Start of RECORDED DATA
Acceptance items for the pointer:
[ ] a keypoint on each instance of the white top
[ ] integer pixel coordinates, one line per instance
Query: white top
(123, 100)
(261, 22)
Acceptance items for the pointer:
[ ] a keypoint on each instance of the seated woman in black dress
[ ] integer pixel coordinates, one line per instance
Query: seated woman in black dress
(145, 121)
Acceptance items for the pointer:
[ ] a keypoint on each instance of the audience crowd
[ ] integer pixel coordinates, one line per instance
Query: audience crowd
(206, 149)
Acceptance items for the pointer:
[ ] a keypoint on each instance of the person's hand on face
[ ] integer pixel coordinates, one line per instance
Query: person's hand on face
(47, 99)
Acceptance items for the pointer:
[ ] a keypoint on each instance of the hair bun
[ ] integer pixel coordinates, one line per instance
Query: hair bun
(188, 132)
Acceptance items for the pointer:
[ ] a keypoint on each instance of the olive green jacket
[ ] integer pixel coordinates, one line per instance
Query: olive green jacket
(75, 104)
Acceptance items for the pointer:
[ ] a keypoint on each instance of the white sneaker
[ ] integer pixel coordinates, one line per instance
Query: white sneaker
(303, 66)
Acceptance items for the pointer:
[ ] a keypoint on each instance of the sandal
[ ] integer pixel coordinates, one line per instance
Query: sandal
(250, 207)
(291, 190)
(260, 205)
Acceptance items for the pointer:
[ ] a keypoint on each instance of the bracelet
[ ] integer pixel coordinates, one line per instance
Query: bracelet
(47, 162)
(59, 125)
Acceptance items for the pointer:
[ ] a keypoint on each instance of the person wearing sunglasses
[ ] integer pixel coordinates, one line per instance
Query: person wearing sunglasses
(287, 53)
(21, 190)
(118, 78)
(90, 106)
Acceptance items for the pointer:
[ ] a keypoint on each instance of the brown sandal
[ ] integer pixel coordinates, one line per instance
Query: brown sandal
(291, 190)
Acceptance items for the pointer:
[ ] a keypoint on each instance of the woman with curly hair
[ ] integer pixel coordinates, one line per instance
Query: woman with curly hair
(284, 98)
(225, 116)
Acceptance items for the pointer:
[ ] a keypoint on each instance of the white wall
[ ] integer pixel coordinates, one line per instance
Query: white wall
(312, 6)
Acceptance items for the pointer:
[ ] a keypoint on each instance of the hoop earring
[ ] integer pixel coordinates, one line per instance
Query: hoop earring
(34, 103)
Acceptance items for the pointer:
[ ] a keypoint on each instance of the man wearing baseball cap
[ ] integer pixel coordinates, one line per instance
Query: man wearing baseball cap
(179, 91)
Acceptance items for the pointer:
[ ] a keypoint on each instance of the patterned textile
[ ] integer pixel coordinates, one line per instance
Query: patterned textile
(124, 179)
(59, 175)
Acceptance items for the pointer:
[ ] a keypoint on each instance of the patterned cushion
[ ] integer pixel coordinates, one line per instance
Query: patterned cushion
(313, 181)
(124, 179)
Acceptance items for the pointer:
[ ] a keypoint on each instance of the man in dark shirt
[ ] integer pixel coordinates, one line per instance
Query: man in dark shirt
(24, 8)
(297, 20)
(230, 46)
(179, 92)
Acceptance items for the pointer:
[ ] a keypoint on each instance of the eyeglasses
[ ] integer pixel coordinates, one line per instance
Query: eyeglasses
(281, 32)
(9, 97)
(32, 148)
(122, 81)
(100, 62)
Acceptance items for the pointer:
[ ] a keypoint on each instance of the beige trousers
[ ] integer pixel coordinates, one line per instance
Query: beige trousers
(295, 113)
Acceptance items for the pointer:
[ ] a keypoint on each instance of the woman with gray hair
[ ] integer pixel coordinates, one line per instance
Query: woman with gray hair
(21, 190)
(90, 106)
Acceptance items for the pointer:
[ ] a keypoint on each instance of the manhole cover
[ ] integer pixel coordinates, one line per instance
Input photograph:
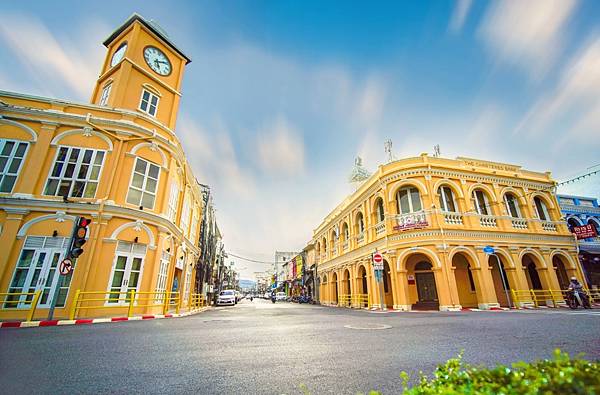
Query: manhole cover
(368, 327)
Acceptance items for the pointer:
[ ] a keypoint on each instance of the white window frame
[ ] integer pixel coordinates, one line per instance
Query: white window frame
(147, 108)
(142, 189)
(516, 204)
(10, 158)
(409, 192)
(444, 199)
(173, 201)
(185, 214)
(485, 202)
(545, 212)
(105, 94)
(78, 164)
(163, 272)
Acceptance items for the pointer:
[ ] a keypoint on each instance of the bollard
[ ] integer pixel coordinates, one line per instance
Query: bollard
(73, 311)
(34, 303)
(131, 298)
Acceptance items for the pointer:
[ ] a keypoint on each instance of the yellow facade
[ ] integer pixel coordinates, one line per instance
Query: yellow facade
(117, 161)
(431, 218)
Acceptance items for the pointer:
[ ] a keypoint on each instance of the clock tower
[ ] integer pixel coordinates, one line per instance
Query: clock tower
(142, 72)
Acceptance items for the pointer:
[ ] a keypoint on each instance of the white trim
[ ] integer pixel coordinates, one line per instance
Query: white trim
(21, 126)
(153, 147)
(138, 224)
(71, 132)
(58, 216)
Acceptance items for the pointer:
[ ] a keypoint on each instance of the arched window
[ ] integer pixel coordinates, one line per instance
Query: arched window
(360, 223)
(345, 231)
(380, 211)
(481, 202)
(447, 199)
(541, 209)
(512, 205)
(408, 200)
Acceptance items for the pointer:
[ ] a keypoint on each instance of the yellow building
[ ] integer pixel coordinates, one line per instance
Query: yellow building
(117, 161)
(431, 218)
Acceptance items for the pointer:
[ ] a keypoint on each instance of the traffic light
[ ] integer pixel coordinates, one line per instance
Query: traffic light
(78, 238)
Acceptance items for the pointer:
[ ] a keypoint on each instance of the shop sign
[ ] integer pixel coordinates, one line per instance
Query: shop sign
(411, 221)
(585, 231)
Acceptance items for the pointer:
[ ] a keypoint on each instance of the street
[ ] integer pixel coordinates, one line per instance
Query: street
(260, 347)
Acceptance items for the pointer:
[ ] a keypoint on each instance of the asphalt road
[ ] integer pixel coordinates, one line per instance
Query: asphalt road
(265, 348)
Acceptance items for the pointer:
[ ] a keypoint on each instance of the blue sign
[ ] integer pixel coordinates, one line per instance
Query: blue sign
(488, 249)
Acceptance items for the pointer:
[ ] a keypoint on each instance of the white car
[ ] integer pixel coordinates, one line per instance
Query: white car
(226, 297)
(280, 296)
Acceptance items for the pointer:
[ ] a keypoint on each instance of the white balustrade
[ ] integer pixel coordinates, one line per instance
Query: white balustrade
(549, 226)
(519, 223)
(488, 221)
(453, 218)
(360, 238)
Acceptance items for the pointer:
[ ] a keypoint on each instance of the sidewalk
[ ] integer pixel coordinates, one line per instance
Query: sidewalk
(88, 321)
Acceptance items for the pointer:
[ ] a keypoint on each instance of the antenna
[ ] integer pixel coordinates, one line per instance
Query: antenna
(387, 145)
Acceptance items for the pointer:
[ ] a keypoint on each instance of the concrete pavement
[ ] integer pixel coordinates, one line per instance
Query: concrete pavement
(265, 348)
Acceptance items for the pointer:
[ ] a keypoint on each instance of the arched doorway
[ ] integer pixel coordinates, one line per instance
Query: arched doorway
(500, 279)
(363, 286)
(465, 283)
(334, 288)
(347, 289)
(561, 272)
(530, 268)
(388, 295)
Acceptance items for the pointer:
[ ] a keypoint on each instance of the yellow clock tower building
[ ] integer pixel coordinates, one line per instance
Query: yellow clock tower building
(117, 161)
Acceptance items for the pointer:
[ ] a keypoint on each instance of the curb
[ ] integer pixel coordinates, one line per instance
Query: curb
(89, 321)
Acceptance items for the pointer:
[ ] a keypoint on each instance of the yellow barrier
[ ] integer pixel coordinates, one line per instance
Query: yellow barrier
(197, 301)
(118, 299)
(15, 298)
(344, 300)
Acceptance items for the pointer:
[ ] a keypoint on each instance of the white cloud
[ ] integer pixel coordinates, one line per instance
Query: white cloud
(527, 33)
(574, 101)
(51, 60)
(459, 16)
(280, 149)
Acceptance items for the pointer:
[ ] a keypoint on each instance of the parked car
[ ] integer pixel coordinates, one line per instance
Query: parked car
(226, 297)
(280, 296)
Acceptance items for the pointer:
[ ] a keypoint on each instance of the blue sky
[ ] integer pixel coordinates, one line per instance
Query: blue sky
(282, 95)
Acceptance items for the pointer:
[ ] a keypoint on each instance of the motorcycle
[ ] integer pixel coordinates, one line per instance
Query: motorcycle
(577, 298)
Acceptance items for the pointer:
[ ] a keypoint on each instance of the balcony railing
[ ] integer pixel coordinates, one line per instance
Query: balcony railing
(453, 218)
(519, 223)
(360, 238)
(549, 226)
(380, 228)
(488, 221)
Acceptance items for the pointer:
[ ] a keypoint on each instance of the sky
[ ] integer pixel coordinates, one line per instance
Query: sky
(281, 96)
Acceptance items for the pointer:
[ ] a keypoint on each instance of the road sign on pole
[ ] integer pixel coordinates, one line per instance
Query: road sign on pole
(65, 267)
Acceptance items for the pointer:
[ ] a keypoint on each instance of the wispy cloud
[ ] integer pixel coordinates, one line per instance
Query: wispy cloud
(573, 103)
(528, 34)
(280, 149)
(459, 16)
(49, 58)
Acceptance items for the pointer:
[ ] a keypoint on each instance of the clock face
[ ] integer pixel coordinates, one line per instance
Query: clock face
(157, 60)
(118, 55)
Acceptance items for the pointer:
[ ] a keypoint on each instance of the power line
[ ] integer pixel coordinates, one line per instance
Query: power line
(251, 260)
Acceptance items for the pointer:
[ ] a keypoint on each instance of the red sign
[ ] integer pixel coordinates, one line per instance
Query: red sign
(377, 257)
(65, 267)
(585, 231)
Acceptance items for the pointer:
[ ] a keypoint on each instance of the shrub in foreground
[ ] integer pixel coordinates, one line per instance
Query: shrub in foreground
(560, 375)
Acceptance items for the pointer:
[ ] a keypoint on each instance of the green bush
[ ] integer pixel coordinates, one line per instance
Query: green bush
(561, 375)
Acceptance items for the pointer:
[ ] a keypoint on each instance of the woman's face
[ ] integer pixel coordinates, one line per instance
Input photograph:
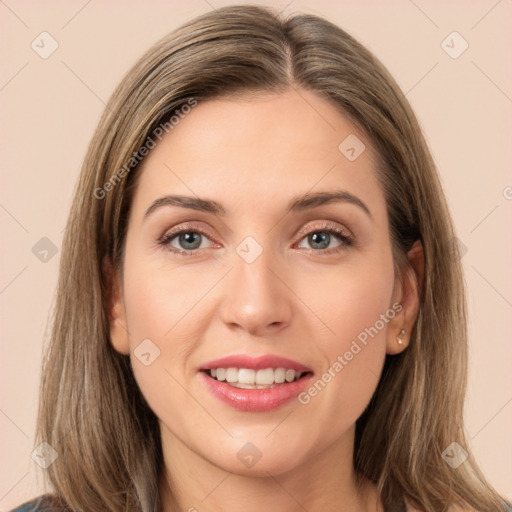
End of RECORDED DATA
ACTION ITEM – If a line falls between the first line of the data above and the line holding "[ ] a keypoint on each instance of the person's", inclusive, retype it exactly; retype no other line.

SOLUTION FOR THIS PROBLEM –
Acceptance items for the pointer:
[ ] a keypoint on each instance of the white top
[ ] integer pixel coordinates, one line per instance
Query: white top
(123, 100)
(261, 22)
Acceptance items for the pointer:
[ ] a keypoint on each instance of the seated woman in black dress
[ ] integer pixel coordinates, one line per instance
Query: seated woman in black dress
(145, 121)
Acceptance items for the pointer:
[ ] a keypoint on each instance of the audience crowd
[ ] integer pixel coordinates, one line per instance
Query: audience crowd
(206, 149)
Acceptance items for the pointer:
[ ] a keypoint on each instance of the person's hand on face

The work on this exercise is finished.